The task: From the data below, pull out each line that contains the word "tree" and copy it unchanged.
###
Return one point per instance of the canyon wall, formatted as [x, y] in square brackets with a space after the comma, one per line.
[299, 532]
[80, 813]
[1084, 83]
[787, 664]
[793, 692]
###
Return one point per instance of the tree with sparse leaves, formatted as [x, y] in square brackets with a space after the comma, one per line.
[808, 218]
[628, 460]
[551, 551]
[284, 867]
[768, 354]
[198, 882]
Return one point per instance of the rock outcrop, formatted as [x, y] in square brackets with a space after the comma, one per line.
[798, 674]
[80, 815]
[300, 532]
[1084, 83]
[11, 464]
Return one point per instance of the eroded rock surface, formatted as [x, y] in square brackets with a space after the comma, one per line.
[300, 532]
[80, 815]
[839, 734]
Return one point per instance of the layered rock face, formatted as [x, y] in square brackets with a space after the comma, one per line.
###
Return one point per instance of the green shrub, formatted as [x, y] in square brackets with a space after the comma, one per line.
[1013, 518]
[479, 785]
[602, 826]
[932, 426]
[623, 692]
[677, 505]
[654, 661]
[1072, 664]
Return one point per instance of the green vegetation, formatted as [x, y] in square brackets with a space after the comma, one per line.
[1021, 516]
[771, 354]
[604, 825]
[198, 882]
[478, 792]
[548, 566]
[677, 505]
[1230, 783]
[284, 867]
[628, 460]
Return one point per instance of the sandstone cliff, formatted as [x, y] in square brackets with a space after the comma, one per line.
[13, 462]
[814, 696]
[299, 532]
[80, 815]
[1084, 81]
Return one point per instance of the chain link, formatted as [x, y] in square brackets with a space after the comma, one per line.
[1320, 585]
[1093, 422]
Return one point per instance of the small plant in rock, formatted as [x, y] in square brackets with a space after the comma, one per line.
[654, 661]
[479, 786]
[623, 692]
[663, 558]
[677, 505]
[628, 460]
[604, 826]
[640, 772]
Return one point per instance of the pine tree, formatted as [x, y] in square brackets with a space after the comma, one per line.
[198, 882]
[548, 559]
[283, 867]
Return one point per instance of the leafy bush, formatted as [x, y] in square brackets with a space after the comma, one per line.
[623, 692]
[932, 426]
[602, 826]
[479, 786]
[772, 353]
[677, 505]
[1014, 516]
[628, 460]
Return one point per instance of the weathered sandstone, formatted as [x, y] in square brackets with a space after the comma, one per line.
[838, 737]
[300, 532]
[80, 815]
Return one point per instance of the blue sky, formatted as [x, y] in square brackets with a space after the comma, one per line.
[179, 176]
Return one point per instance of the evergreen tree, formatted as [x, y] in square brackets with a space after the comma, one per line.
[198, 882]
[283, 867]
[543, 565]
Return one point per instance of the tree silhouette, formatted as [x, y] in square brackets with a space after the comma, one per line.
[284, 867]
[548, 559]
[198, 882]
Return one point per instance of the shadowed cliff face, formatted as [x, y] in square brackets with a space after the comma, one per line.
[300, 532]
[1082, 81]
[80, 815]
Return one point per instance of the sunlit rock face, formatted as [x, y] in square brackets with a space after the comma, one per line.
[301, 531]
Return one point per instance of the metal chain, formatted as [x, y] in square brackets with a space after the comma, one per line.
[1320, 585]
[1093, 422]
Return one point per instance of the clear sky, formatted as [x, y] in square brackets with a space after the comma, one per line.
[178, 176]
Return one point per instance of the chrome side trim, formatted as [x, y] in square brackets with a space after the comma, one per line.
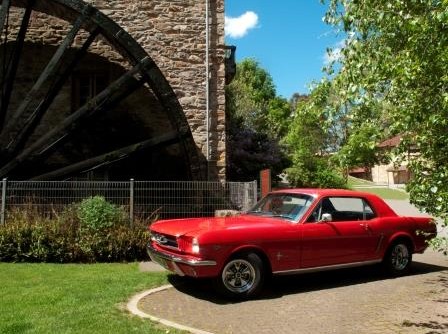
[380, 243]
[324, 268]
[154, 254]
###
Answer for the task:
Return one point per instance of the tree with sparse leaves, formatted as [x, y] in square brackets with a space after the comma, one per line.
Return one point per instance of the pine tree, formatted as [x, y] in square brackets with a space after the comma, one per line.
Return one point per instance of the evergreen tree, formatted as [x, y] in square brackets with a space after the comma, one per line.
Return one point per instance of the tree silhouette, formatted as [x, y] in square brackets with a space after the comma, one per line.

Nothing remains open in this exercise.